Sleep may be the single most important component in a bipolar disorder patient’s treatment plan. Without it, all other remedies are ineffective. Even those without bipolar disorder are capable of having hallucinations when extremely sleep deprived.
Take into account that the circadian rhythms of individuals living with bipolar are already disrupted, & well, we have a big ‘ol recipe for mania. As sleep deprivation is one of mania’s biggest triggers.
Sleep disturbances have adverse effects on quality of life; including impairment in daytime functioning, cognitive functioning, & motivation. But most importantly, it contributes to relapse of bipolar symptoms. Also note that sleep disturbances can act as a warning signal for the onset of hypomania or mania.
Bipolar disorder is thought to be a circadian rhythm disorder. When those of us with bipolar disorder alter our sleep/wake cycles, we further disrupt our circadian rhythms. The more severe the disruption, the more severe the consequences & the longer it takes to regain a state of stability. Our sensitive circadian rhythms make it more difficult for us to recover from disruptions in sleep & routine.
Personal experience & what prompted me to write this:
Because my circadian rhythm is currently so out of sync, I’m struggling to get on a “normal” sleep/wake schedule. Rarely do I get to bed before 3:00 am., sometimes even 5:00 am. And wow, I feel the effects. Eventually it catches up to me. Getting out of bed is a struggle, if I make it out at all. It becomes hard to concentrate. Eventually I become depressed & awake with crushing anxiety.

Point-per-instance localization data
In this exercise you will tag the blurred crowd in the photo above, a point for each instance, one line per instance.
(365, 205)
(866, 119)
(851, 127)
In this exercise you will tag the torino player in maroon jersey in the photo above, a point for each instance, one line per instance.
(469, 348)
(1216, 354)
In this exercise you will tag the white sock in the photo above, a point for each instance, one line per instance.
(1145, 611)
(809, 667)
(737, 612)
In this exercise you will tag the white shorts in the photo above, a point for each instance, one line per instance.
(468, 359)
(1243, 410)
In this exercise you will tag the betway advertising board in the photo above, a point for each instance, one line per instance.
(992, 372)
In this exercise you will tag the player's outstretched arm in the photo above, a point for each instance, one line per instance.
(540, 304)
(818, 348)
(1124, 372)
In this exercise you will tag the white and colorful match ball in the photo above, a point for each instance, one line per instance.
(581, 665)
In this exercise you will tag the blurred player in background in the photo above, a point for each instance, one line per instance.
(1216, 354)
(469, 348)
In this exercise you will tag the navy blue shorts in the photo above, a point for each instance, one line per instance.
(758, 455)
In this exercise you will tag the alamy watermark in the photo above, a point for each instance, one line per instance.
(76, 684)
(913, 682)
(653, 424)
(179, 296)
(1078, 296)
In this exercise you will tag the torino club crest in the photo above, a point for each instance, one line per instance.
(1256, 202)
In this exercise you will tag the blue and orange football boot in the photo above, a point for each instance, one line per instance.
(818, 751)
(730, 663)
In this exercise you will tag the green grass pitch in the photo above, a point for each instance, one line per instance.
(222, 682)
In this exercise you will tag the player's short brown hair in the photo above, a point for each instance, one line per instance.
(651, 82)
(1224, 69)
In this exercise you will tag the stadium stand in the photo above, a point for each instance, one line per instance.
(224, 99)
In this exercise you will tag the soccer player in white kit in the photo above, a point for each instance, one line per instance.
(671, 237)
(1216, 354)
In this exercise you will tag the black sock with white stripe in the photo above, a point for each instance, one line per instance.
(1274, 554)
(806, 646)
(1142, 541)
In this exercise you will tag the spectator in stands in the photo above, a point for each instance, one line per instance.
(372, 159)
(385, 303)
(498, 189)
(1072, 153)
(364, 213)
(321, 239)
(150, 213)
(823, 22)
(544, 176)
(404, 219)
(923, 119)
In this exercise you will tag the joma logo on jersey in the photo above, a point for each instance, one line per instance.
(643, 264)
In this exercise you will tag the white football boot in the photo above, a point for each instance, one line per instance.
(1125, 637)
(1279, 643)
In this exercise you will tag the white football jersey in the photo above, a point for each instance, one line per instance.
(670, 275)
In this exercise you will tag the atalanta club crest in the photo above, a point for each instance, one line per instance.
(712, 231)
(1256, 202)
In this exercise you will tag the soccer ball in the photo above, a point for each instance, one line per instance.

### Exercise description
Write out the passage on sleep and bipolar disorder between "Personal experience &" and "with crushing anxiety.", inclusive, swapping "anxiety" for "dread".

### Answer area
Personal experience & what prompted me to write this:
Because my circadian rhythm is currently so out of sync, I’m struggling to get on a “normal” sleep/wake schedule. Rarely do I get to bed before 3:00 am., sometimes even 5:00 am. And wow, I feel the effects. Eventually it catches up to me. Getting out of bed is a struggle, if I make it out at all. It becomes hard to concentrate. Eventually I become depressed & awake with crushing dread.